- _Problem details_
Pick out and copy every line below that contains the word "each".

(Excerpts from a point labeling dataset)
start

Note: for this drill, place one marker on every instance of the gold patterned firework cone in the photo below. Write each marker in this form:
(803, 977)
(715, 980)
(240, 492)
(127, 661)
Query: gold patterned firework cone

end
start

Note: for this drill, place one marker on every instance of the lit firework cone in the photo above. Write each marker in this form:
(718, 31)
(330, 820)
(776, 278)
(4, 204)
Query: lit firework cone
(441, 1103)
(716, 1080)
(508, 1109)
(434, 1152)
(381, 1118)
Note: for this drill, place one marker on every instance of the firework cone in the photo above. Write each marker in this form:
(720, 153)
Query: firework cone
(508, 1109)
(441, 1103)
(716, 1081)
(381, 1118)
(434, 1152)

end

- _Solved exercise_
Note: for this drill, place one marker on every instance of the gold patterned firework cone in the photo below. Write each marker in this form:
Note: for this drill, place one marker on every instance of the lit firework cone in the photo above. Write each marker in this form:
Note: for this drill, place one marker on every instance of the firework cone in the photo above. Write each marker in this form:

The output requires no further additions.